Excerpted text:
◆ ◆ ◆ ◆ ◆

Silentó, Known for “Watch Me (Whip/Nae Nae),” Gets 30-Year Sentence for Manslaughter

In 2015, a teenager named Silentó had the world dancing. His debut single “Watch Me (Whip/Nae Nae)” was a cultural phenomenon, an instant viral hit born out of Vine clips, high school gym routines, and bedroom dance videos. The song soared to No. 3 on the Billboard Hot 100, soundtracked pep rallies across America, and racked up nearly 2 billion views on YouTube. Ricky Hawk, the Atlanta teen behind the track, became the face of a new kind of fame, but behind the catchy hook and cartoonish dance moves was a young man grappling with a reality far heavier than the spotlight ever revealed.
On June 11, 2025, in a DeKalb County courtroom just outside Atlanta, Ricky Lamar Hawk was sentenced to 30 years in prison after pleading guilty to voluntary manslaughter in the 2021 shooting death of his cousin, Frederick Rooks. Originally charged with malice murder, Hawk accepted a plea deal that dropped the felony murder charge. He also pleaded guilty to aggravated assault, possession of a firearm during the commission of a felony, and concealing the death of another.

◆ ◆ ◆ ◆ ◆

What you need to do: In the article on Silentó's sentencing, copy the stretch from "On June 11, 2025, in" through "death of another.", substituting "plea agreement" for "plea deal".

◆ ◆ ◆ ◆ ◆

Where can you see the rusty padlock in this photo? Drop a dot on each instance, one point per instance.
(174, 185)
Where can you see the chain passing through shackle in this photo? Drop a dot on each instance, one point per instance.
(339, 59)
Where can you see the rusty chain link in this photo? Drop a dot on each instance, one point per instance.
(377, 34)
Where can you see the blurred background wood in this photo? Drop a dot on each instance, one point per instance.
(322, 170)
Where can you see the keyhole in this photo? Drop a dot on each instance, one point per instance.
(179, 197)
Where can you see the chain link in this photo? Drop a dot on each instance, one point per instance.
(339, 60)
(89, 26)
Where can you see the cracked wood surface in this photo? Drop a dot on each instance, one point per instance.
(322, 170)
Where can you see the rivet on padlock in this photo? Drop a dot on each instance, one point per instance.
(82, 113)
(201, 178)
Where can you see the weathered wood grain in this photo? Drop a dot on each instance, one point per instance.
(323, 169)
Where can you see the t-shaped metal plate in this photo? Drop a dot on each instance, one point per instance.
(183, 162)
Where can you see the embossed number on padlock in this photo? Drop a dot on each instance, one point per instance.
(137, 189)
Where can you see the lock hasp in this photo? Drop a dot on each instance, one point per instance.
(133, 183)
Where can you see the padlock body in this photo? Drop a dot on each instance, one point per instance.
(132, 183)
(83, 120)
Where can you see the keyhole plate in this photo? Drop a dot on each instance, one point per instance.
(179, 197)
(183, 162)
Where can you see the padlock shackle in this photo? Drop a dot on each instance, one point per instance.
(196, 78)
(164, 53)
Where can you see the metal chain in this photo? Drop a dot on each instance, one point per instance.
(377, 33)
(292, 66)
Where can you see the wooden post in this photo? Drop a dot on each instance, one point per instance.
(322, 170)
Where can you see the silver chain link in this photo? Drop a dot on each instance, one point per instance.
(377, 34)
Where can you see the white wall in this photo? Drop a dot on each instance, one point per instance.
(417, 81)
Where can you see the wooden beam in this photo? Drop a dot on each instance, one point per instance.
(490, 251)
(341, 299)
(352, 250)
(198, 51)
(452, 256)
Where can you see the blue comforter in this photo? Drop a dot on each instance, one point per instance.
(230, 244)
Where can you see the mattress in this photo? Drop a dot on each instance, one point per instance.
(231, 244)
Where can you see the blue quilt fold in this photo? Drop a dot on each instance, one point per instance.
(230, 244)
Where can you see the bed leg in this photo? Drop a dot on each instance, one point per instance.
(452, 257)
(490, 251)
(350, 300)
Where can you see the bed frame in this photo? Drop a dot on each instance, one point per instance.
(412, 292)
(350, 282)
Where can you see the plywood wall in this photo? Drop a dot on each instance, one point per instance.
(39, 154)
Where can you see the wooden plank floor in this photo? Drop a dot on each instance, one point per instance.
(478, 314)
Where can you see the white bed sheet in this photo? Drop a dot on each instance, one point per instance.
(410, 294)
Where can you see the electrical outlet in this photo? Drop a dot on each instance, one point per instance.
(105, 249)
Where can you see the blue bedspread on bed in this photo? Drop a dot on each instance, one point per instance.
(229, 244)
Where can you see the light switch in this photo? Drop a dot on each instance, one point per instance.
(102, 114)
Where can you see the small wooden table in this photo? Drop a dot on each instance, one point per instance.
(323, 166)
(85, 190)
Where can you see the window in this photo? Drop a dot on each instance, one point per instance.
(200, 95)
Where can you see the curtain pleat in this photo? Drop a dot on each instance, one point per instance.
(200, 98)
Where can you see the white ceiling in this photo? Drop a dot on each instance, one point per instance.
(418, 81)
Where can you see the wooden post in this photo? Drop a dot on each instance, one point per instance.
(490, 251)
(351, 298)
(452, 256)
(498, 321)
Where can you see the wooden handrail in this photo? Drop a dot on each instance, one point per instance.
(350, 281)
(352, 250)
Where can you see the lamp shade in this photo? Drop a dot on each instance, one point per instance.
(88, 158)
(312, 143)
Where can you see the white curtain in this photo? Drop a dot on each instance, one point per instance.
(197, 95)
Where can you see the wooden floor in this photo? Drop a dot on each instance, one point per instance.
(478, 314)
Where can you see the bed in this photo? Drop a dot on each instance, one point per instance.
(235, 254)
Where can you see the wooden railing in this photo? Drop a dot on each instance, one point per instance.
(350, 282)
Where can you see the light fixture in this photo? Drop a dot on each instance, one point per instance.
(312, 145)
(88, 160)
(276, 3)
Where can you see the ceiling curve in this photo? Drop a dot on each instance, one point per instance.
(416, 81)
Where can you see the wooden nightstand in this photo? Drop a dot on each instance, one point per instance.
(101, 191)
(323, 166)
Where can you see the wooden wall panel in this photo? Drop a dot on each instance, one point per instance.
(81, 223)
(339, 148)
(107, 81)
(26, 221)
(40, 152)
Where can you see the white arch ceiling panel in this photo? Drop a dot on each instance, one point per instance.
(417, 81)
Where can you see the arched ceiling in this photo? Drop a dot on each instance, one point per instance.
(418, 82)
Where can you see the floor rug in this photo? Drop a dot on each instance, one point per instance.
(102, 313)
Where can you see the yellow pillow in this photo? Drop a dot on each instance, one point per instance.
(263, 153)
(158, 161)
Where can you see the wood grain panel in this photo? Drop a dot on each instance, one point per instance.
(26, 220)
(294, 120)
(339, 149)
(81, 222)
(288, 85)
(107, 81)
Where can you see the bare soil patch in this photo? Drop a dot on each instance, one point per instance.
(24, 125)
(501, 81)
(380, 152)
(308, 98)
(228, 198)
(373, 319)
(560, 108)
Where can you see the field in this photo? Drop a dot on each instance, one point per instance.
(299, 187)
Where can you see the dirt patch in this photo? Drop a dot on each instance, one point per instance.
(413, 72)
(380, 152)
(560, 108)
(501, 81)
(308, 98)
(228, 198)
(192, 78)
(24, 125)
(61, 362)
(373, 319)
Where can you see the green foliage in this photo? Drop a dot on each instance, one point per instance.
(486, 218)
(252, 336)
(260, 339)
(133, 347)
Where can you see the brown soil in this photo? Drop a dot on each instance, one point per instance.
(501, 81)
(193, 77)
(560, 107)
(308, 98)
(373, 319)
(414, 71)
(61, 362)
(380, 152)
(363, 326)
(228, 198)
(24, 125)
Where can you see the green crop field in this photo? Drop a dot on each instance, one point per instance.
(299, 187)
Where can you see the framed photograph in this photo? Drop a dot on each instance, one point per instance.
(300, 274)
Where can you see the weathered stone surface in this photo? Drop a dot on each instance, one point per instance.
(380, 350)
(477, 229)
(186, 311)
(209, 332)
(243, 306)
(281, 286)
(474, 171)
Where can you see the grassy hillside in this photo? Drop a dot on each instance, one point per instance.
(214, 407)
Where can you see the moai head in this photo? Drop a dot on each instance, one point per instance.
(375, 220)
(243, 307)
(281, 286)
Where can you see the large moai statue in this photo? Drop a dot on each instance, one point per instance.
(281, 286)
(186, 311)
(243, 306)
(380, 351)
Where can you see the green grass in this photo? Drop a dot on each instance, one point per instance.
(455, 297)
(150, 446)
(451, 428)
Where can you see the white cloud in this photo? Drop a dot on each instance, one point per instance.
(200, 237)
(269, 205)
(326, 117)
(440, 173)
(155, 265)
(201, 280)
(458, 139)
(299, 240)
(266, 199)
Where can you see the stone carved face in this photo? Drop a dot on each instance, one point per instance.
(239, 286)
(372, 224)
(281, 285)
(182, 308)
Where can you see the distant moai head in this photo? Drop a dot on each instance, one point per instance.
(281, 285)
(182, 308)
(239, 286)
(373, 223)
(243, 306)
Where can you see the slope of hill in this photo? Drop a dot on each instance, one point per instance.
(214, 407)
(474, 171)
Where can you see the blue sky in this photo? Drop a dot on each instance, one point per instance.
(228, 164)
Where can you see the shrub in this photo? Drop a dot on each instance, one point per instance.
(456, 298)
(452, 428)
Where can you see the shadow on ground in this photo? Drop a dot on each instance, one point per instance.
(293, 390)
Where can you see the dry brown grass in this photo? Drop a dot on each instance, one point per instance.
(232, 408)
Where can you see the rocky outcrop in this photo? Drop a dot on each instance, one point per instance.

◆ ◆ ◆ ◆ ◆

Answer area:
On June 11, 2025, in a DeKalb County courtroom just outside Atlanta, Ricky Lamar Hawk was sentenced to 30 years in prison after pleading guilty to voluntary manslaughter in the 2021 shooting death of his cousin, Frederick Rooks. Originally charged with malice murder, Hawk accepted a plea agreement that dropped the felony murder charge. He also pleaded guilty to aggravated assault, possession of a firearm during the commission of a felony, and concealing the death of another.